■ **What you need to do**:
(A) Say whether each statement below agrees with the passage on nuclear disarmament, giving yes or no along with the deciding words from the passage, quoted exactly: (i) The two major powers hold 95 percent of the world's nuclear stockpile. (ii) Negotiations to dealert the 2,000 nuclear weapons at Cold War-era launch readiness are well advanced. (iii) Obama spoke in Prague in April 2009.
(B) Translate this sentence from the passage on nuclear disarmament into Spanish: "There are also no signs of movement on bringing into force the Comprehensive Nuclear Test Ban Treaty."

U.S. President Barack Obama's foreign policy landscape is littered with deflated balloons. Soaring speeches, high hopes and great expectations have yielded minimal returns. Across the Islamic world, from North Africa to Iraq, Afghanistan and Pakistan, we see fragile relationships, unhappy transitions, unresolved conflicts and outright attacks on the United States, despite Obama's case for a new beginning. Israel, deaf to Obama's urging, is farther from reconciliation with the Palestinian Authority and closer to war with Iran than it has ever been.  But the balloon that has deflated the most may be the one that Obama sent aloft in Prague in April 2009, when he made the case for rapid and serious movement toward a world free of nuclear weapons.

A good start was made with the New START treaty to limit significantly strategic-weapon deployments, the largely successful Nuclear Nonproliferation Treaty Review Conference, and the productive, U.S.-hosted Nuclear Security Summit. But over the past year, the spirit of optimism that energized these developments has, sadly, gone missing.

Apart from another reasonably productive Nuclear Security Summit in Seoul in March, the news on the disarmament front over the past year has certainly been bleak. Further U.S.-Russian arms-reduction negotiations ground to a halt long before the U.S. presidential election season began. Meanwhile, no other nuclear-armed state has expressed the slightest interest in bilateral or multilateral reduction negotiations until the two major powers, which currently hold 95 percent of the world's stockpile, make further major cuts.

Cautious initial moves by the U.S. to modify its nuclear doctrine — toward accepting that nuclear weapons' "sole purpose" is to respond to nuclear threats — have gone nowhere. Negotiations to "dealert" the 2,000 nuclear weapons that remain at absurdly dangerous Cold War-era launch readiness have never really started.

There are also no signs of movement on bringing into force the Comprehensive Nuclear Test Ban Treaty. In addition, there has been zero progress on breaking the negotiating stalemate on a new treaty to ban production of fissile material for nuclear weapons, and there has been negligible progress on a conference to create a nuclear-weapons-free zone in the Middle East. Meanwhile, India, Pakistan and China are accelerating their nuclear-weapons programs.

■ **Data extract**:

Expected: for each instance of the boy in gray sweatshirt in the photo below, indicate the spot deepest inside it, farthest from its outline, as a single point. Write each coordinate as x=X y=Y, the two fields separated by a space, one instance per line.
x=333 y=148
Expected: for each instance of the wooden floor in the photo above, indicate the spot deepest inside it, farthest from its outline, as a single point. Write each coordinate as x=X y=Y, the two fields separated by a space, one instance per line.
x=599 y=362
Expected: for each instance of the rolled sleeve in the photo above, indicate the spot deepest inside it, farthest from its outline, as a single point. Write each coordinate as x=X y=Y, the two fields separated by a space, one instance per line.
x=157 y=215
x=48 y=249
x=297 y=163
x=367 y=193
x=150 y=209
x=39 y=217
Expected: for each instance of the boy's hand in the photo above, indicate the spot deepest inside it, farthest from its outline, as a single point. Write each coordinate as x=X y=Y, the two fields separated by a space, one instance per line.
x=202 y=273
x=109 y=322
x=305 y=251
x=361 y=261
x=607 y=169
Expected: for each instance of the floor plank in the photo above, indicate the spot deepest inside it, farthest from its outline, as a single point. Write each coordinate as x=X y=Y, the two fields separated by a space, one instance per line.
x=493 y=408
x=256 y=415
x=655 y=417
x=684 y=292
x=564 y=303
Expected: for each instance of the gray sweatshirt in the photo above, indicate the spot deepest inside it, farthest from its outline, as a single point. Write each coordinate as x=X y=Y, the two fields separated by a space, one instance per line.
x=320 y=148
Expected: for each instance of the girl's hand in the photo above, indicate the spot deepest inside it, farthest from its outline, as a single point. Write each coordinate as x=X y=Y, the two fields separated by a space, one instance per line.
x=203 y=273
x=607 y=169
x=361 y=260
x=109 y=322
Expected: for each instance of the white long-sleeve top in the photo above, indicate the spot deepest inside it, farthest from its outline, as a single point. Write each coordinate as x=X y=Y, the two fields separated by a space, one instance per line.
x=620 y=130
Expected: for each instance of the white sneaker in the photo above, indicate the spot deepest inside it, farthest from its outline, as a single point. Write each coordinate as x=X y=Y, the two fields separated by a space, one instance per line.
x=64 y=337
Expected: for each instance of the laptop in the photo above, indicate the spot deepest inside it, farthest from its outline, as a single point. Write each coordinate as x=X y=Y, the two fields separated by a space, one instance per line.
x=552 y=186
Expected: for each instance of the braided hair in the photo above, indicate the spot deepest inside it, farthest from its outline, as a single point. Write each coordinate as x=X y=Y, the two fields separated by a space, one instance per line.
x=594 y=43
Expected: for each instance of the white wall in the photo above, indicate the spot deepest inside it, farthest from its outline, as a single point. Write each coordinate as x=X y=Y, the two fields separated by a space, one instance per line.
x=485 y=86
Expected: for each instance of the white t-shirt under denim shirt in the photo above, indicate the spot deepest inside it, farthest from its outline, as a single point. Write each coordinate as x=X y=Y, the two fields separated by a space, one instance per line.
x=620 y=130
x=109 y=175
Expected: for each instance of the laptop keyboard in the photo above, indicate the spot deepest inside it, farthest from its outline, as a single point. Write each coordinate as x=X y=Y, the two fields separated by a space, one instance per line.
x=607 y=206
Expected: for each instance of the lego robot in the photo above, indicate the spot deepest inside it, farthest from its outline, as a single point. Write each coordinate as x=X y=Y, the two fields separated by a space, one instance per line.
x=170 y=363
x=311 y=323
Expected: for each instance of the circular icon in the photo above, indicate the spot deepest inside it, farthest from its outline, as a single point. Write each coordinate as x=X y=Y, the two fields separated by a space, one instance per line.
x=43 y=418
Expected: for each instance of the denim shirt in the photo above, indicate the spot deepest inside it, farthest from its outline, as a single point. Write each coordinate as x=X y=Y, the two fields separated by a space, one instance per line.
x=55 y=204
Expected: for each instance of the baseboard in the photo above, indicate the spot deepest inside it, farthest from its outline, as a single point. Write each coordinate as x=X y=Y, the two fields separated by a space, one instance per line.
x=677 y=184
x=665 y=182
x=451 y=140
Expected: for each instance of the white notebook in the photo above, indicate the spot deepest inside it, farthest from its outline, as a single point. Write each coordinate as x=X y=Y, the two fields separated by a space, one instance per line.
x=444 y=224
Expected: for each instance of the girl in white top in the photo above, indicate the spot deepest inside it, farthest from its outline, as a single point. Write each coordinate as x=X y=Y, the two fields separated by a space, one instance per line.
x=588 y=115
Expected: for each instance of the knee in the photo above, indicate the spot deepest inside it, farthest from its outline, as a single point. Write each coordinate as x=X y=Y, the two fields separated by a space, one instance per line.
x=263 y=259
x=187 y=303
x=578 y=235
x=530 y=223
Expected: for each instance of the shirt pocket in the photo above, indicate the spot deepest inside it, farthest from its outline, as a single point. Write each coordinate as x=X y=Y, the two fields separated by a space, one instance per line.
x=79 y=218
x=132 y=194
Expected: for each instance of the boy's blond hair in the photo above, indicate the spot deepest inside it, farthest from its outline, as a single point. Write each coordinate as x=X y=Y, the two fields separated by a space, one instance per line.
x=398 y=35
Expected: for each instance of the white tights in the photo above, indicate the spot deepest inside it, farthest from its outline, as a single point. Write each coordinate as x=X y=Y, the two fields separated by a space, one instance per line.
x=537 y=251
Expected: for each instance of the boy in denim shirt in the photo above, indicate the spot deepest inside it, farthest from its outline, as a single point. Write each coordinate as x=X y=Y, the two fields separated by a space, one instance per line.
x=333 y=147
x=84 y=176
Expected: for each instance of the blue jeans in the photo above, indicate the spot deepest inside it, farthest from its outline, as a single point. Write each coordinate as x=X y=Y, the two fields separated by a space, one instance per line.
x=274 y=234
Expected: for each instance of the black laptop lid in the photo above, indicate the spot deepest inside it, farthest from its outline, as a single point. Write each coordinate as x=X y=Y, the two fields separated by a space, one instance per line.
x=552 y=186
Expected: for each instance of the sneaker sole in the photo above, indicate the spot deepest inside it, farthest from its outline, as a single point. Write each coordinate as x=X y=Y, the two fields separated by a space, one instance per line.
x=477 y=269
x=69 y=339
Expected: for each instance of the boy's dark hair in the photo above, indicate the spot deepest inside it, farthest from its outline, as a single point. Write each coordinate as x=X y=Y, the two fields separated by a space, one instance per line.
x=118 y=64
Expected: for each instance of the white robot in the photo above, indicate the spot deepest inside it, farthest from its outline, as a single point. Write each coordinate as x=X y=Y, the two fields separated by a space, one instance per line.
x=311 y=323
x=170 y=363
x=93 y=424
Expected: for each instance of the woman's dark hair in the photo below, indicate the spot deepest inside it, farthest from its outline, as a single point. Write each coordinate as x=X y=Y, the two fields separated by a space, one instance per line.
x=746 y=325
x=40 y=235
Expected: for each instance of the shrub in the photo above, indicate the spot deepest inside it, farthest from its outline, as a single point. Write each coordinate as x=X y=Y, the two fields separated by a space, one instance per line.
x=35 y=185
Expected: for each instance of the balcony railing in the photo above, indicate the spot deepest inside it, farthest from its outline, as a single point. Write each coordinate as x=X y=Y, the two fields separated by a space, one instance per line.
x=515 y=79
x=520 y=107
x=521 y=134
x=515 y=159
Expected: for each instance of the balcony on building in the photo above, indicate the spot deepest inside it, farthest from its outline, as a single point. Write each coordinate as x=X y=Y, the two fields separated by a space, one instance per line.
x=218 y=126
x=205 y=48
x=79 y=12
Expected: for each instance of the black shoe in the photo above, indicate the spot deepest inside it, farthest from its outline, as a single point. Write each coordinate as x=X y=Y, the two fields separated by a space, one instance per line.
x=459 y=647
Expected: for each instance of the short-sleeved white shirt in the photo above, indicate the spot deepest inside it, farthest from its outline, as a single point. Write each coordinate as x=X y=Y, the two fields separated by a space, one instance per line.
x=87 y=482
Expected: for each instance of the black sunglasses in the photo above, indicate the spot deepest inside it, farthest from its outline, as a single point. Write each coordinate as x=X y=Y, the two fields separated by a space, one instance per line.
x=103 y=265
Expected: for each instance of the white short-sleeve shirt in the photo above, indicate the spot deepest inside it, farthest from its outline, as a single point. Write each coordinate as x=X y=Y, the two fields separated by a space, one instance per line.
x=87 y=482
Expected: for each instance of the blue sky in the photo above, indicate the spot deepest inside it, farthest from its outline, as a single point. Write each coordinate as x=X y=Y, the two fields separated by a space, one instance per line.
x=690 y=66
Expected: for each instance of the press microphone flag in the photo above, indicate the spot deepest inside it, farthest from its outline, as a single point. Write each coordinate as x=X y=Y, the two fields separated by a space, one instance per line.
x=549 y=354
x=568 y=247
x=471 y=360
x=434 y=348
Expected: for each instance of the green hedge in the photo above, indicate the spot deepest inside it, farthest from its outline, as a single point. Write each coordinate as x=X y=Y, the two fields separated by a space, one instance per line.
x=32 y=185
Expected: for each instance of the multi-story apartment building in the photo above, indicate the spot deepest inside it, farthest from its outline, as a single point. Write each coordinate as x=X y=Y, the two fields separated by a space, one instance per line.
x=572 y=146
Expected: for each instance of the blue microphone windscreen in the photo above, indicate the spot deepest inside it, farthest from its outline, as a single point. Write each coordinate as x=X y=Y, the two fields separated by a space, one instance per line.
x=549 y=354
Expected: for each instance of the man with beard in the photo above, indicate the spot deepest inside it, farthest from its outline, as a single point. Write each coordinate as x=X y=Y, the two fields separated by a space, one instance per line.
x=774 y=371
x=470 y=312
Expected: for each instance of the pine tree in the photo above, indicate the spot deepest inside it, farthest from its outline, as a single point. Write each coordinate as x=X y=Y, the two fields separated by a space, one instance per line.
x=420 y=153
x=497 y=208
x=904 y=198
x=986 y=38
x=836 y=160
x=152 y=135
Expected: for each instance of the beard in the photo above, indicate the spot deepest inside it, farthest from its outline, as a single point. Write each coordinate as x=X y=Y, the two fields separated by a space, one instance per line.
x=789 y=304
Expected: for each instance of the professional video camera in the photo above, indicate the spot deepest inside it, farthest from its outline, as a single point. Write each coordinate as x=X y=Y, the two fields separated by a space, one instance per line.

■ **The solutions**:
(A)
(i) Yes: "the two major powers, which currently hold 95 percent of the world's stockpile"
(ii) No: "Negotiations to "dealert" the 2,000 nuclear weapons that remain at absurdly dangerous Cold War-era launch readiness have never really started."
(iii) Yes: "the one that Obama sent aloft in Prague in April 2009"

(B) Tampoco hay señales de avance hacia la entrada en vigor del Tratado de Prohibición Completa de los Ensayos Nucleares.